>>>
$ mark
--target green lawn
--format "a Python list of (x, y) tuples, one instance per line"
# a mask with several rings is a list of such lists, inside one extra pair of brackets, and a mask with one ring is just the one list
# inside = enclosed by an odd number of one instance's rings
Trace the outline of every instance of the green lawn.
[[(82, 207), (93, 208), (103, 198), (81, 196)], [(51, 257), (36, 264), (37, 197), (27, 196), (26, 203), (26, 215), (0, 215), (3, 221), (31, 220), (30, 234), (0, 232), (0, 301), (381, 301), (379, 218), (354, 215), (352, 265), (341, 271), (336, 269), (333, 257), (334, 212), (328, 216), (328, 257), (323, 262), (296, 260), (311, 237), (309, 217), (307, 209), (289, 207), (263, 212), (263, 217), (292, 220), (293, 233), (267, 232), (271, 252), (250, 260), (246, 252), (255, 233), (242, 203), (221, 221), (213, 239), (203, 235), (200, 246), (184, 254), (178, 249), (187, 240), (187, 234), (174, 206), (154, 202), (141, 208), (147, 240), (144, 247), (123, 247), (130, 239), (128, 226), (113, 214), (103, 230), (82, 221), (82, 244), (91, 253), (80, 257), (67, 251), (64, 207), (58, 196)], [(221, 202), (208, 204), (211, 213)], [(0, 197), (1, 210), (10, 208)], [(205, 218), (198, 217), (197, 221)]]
<<<
■ INSTRUCTION: Put the rows above into a two-column CSV with the columns "prompt" and "outline", one line for each row, holding its text and its answer. Place each value in a single quoted field, with any line breaks replaced by spaces.

■ SOLUTION FOR THIS EXERCISE:
prompt,outline
"$ mark --target green lawn --format ""a Python list of (x, y) tuples, one instance per line"" # a mask with several rings is a list of such lists, inside one extra pair of brackets, and a mask with one ring is just the one list # inside = enclosed by an odd number of one instance's rings Trace the outline of every instance of the green lawn.","[[(82, 207), (93, 208), (103, 198), (81, 196)], [(51, 257), (36, 264), (37, 197), (27, 196), (26, 203), (26, 215), (0, 215), (3, 221), (31, 220), (30, 234), (0, 232), (0, 301), (381, 301), (379, 218), (354, 215), (352, 265), (341, 271), (336, 269), (333, 257), (334, 212), (328, 216), (328, 257), (323, 262), (296, 260), (311, 237), (309, 217), (307, 209), (289, 207), (263, 212), (263, 217), (292, 220), (293, 233), (267, 232), (271, 252), (250, 260), (246, 252), (255, 233), (242, 203), (221, 221), (213, 239), (203, 235), (200, 246), (184, 254), (178, 249), (187, 240), (187, 234), (174, 206), (154, 202), (141, 208), (147, 240), (144, 247), (123, 247), (130, 239), (128, 226), (113, 214), (103, 230), (82, 221), (82, 244), (91, 253), (80, 257), (67, 251), (64, 207), (58, 196)], [(221, 202), (208, 204), (211, 213)], [(0, 197), (1, 210), (10, 208)], [(205, 218), (198, 217), (197, 221)]]"